Task item:
Show every line of the items that contains the word "negative", treating uppercase and lowercase as different.

Excerpted data:

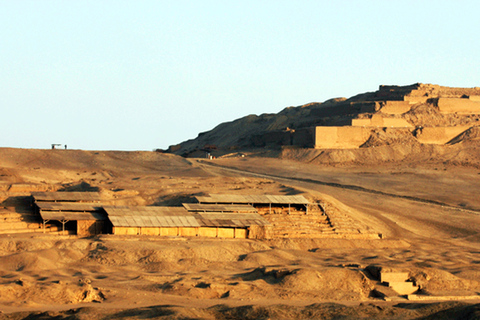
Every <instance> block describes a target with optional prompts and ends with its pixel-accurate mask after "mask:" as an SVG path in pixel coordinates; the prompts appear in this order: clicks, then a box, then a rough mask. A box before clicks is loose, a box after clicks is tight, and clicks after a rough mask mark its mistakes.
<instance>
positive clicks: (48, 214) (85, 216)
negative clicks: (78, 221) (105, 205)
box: [40, 211, 107, 221]
mask: <svg viewBox="0 0 480 320" xmlns="http://www.w3.org/2000/svg"><path fill="white" fill-rule="evenodd" d="M40 216H41V217H42V219H43V220H58V221H61V220H69V221H72V220H74V221H78V220H107V215H106V214H104V213H99V212H71V211H67V212H64V211H61V212H60V211H40Z"/></svg>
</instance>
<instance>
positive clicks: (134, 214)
mask: <svg viewBox="0 0 480 320" xmlns="http://www.w3.org/2000/svg"><path fill="white" fill-rule="evenodd" d="M103 208H104V209H105V211H107V213H108V215H109V216H121V215H128V216H182V215H189V213H188V211H187V209H185V208H184V207H154V206H151V207H147V206H132V207H129V206H103ZM190 215H191V214H190Z"/></svg>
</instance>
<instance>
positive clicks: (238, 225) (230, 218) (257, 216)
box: [197, 213, 270, 228]
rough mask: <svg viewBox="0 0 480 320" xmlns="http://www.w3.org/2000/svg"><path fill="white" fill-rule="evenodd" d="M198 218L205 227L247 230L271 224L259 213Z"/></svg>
mask: <svg viewBox="0 0 480 320" xmlns="http://www.w3.org/2000/svg"><path fill="white" fill-rule="evenodd" d="M198 215H199V216H200V217H201V218H197V220H198V221H199V222H200V224H201V225H202V226H205V227H233V228H245V227H249V226H252V225H257V226H265V225H269V224H270V223H269V222H268V221H267V220H265V219H264V218H262V217H261V216H260V215H259V214H258V213H226V214H224V213H200V214H198Z"/></svg>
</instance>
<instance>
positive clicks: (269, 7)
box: [0, 0, 480, 150]
mask: <svg viewBox="0 0 480 320" xmlns="http://www.w3.org/2000/svg"><path fill="white" fill-rule="evenodd" d="M478 12H480V1H477V0H474V1H473V0H472V1H462V0H452V1H442V0H437V1H433V0H432V1H428V0H423V1H422V0H420V1H419V0H416V1H397V0H391V1H384V0H378V1H373V0H372V1H368V0H364V1H360V0H358V1H353V0H352V1H346V0H338V1H330V0H329V1H323V0H312V1H309V0H291V1H283V0H275V1H269V0H255V1H250V0H242V1H238V0H237V1H229V0H223V1H209V0H201V1H200V0H196V1H186V0H176V1H162V0H156V1H153V0H152V1H149V0H144V1H142V0H134V1H133V0H132V1H127V0H115V1H111V0H95V1H89V0H77V1H73V0H72V1H69V0H68V1H67V0H17V1H15V0H0V110H1V111H2V112H1V113H0V117H1V118H2V121H1V122H0V123H1V126H0V132H1V134H0V147H15V148H40V149H46V148H50V147H51V144H52V143H58V144H62V145H65V144H66V145H68V148H69V149H84V150H153V149H156V148H161V149H166V148H168V146H170V145H175V144H178V143H180V142H182V141H185V140H188V139H194V138H196V137H197V136H198V134H199V133H201V132H205V131H209V130H211V129H213V128H214V127H215V126H217V125H218V124H220V123H223V122H228V121H233V120H235V119H238V118H241V117H244V116H247V115H250V114H257V115H260V114H263V113H278V112H280V111H281V110H282V109H284V108H286V107H289V106H300V105H303V104H306V103H309V102H323V101H325V100H328V99H330V98H335V97H347V98H348V97H351V96H354V95H356V94H359V93H363V92H371V91H375V90H377V89H378V86H379V85H382V84H385V85H408V84H412V83H416V82H421V83H433V84H439V85H443V86H453V87H480V41H479V40H478V35H479V31H480V19H479V18H478Z"/></svg>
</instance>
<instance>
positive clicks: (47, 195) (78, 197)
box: [32, 191, 101, 202]
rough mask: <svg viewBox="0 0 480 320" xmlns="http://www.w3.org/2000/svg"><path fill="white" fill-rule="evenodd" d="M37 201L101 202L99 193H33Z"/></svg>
mask: <svg viewBox="0 0 480 320" xmlns="http://www.w3.org/2000/svg"><path fill="white" fill-rule="evenodd" d="M32 196H33V197H34V198H35V201H36V202H38V201H50V202H99V201H101V197H100V193H98V192H68V191H65V192H32Z"/></svg>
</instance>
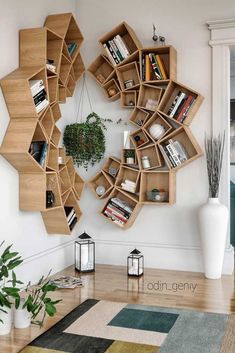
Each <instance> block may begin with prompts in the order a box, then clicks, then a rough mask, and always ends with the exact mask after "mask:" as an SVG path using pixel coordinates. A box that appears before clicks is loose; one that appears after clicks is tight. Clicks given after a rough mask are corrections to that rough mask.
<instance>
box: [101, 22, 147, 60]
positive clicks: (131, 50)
mask: <svg viewBox="0 0 235 353" xmlns="http://www.w3.org/2000/svg"><path fill="white" fill-rule="evenodd" d="M99 42H100V44H101V47H102V49H103V52H104V55H106V56H107V57H108V58H109V60H110V61H111V63H112V64H113V65H114V66H118V65H119V64H124V63H125V62H126V61H127V60H128V59H130V57H132V56H134V55H135V54H136V52H138V50H139V49H140V48H141V47H142V46H141V43H140V41H139V40H138V38H137V37H136V35H135V33H134V31H133V29H132V28H131V27H130V26H129V25H128V24H127V23H126V22H123V23H121V24H120V25H119V26H117V27H116V28H114V29H113V30H112V31H110V32H109V33H107V34H105V35H104V36H103V37H102V38H101V39H100V41H99Z"/></svg>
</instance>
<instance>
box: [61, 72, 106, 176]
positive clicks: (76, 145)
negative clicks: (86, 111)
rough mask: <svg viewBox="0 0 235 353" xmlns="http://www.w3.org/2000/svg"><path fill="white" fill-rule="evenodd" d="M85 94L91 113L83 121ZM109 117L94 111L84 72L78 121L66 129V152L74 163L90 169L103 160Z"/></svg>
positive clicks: (65, 141) (76, 118) (82, 81)
mask: <svg viewBox="0 0 235 353" xmlns="http://www.w3.org/2000/svg"><path fill="white" fill-rule="evenodd" d="M85 95H86V96H87V101H88V103H89V108H90V111H91V113H90V114H89V115H88V116H87V117H86V119H85V121H84V122H83V108H84V101H85ZM79 118H80V119H79ZM107 120H108V119H102V118H101V117H99V115H98V114H96V113H95V112H94V111H93V108H92V103H91V98H90V95H89V91H88V88H87V83H86V77H85V74H83V80H82V88H81V94H80V98H79V102H78V110H77V116H76V122H75V123H74V124H70V125H67V126H66V128H65V131H64V146H65V149H66V154H67V155H70V156H72V157H73V161H74V164H76V165H77V166H78V167H79V166H83V167H84V168H85V169H86V170H88V166H89V165H91V166H93V165H94V164H95V163H98V162H100V161H101V159H102V158H103V157H104V153H105V135H104V130H106V126H105V124H104V122H105V121H107Z"/></svg>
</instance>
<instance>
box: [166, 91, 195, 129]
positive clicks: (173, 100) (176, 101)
mask: <svg viewBox="0 0 235 353" xmlns="http://www.w3.org/2000/svg"><path fill="white" fill-rule="evenodd" d="M194 101H195V97H193V96H192V95H187V94H186V93H185V92H182V91H178V93H177V95H176V96H175V98H174V100H173V102H172V104H171V106H170V108H169V110H168V112H167V115H169V116H170V118H174V119H175V120H177V121H179V122H180V123H183V122H184V120H185V119H186V117H187V115H188V112H189V110H190V108H191V106H192V104H193V102H194Z"/></svg>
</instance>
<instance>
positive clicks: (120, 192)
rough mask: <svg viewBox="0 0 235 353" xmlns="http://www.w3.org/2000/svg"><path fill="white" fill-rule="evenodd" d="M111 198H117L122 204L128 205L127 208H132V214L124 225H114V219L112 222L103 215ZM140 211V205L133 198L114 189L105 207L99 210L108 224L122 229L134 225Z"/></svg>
mask: <svg viewBox="0 0 235 353" xmlns="http://www.w3.org/2000/svg"><path fill="white" fill-rule="evenodd" d="M112 198H119V199H120V200H122V201H123V202H125V203H126V204H128V206H130V207H131V208H132V213H131V215H130V217H129V219H128V220H127V221H126V222H125V224H123V225H122V224H120V223H116V222H115V220H114V218H113V220H112V219H111V218H109V217H108V216H107V215H105V213H104V212H105V210H106V207H107V206H108V205H109V204H110V200H111V199H112ZM140 210H141V205H140V203H139V202H138V201H136V200H135V198H134V197H132V196H130V194H127V193H125V192H124V191H122V190H120V189H116V188H115V189H114V190H113V192H112V193H111V195H110V198H109V200H108V201H107V202H106V204H105V206H104V207H103V208H102V210H101V215H102V216H104V217H105V218H106V219H107V220H108V221H109V222H112V223H113V224H115V225H117V226H119V227H121V228H122V229H127V228H129V227H131V225H132V224H133V223H134V221H135V219H136V217H137V215H138V214H139V212H140Z"/></svg>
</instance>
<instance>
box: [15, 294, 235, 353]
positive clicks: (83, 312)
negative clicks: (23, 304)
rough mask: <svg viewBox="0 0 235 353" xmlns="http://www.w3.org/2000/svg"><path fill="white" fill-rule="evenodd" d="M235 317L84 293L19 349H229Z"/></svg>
mask: <svg viewBox="0 0 235 353" xmlns="http://www.w3.org/2000/svg"><path fill="white" fill-rule="evenodd" d="M234 330H235V320H234V317H229V315H225V314H213V313H202V312H196V311H189V310H181V309H173V308H162V307H154V306H146V305H136V304H126V303H118V302H110V301H103V300H100V301H99V300H94V299H88V300H86V301H85V302H83V303H82V304H80V305H79V306H78V307H77V308H75V309H74V310H73V311H71V312H70V313H69V314H68V315H67V316H65V317H64V318H63V319H62V320H61V321H59V322H58V323H57V324H56V325H55V326H53V327H52V328H51V329H49V330H48V331H47V332H45V333H43V334H42V335H41V336H39V337H38V338H36V339H35V340H34V341H33V342H32V343H30V345H28V346H27V347H25V348H24V349H23V350H21V351H20V352H21V353H157V352H158V353H230V352H231V353H234V352H235V338H234V337H235V334H234V333H235V332H234Z"/></svg>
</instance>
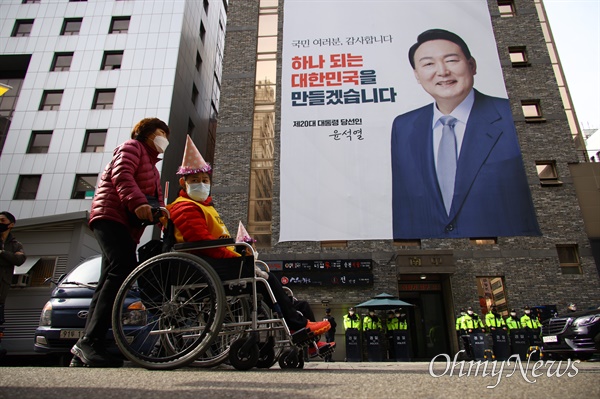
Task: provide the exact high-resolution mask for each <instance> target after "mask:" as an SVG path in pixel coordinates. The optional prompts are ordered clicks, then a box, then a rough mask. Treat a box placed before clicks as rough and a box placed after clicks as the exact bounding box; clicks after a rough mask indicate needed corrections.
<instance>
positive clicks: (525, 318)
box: [521, 306, 542, 331]
mask: <svg viewBox="0 0 600 399" xmlns="http://www.w3.org/2000/svg"><path fill="white" fill-rule="evenodd" d="M523 312H524V313H525V314H524V315H523V316H521V326H522V327H523V328H525V329H529V330H534V331H535V330H537V329H538V328H540V327H541V326H542V325H541V324H540V322H539V320H538V319H537V317H535V316H533V315H532V314H531V309H529V306H525V307H524V308H523Z"/></svg>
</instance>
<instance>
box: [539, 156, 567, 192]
mask: <svg viewBox="0 0 600 399" xmlns="http://www.w3.org/2000/svg"><path fill="white" fill-rule="evenodd" d="M535 167H536V169H537V172H538V177H539V178H540V184H541V185H542V186H560V185H562V182H561V181H560V180H558V171H557V170H556V161H536V162H535Z"/></svg>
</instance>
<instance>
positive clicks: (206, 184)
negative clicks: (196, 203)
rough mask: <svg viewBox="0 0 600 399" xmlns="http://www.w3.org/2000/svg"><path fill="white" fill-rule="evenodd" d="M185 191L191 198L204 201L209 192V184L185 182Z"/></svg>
mask: <svg viewBox="0 0 600 399" xmlns="http://www.w3.org/2000/svg"><path fill="white" fill-rule="evenodd" d="M185 191H186V193H188V195H189V196H190V198H191V199H193V200H195V201H198V202H204V201H206V199H207V198H208V194H210V184H206V183H191V184H189V183H185Z"/></svg>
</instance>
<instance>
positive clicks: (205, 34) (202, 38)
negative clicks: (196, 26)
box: [200, 21, 206, 43]
mask: <svg viewBox="0 0 600 399" xmlns="http://www.w3.org/2000/svg"><path fill="white" fill-rule="evenodd" d="M205 37H206V28H205V27H204V22H202V21H200V40H201V41H202V43H204V38H205Z"/></svg>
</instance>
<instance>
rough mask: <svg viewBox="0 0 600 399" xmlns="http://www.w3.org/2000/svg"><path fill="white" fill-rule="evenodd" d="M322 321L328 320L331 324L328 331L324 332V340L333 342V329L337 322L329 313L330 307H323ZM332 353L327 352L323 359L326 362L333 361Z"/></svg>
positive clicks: (334, 333) (325, 320)
mask: <svg viewBox="0 0 600 399" xmlns="http://www.w3.org/2000/svg"><path fill="white" fill-rule="evenodd" d="M323 321H328V322H329V324H330V325H331V328H330V329H329V331H327V332H326V333H325V342H327V343H328V344H329V343H331V342H335V329H336V327H337V323H336V322H335V317H333V316H332V315H331V309H330V308H326V309H325V317H323ZM331 357H332V354H331V353H330V354H328V355H327V356H325V361H326V362H333V360H332V359H331Z"/></svg>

Written answer:
negative clicks: (78, 221) (105, 205)
negative clicks: (86, 111)
negative clicks: (23, 304)
negative clicks: (196, 203)
negative clicks: (196, 26)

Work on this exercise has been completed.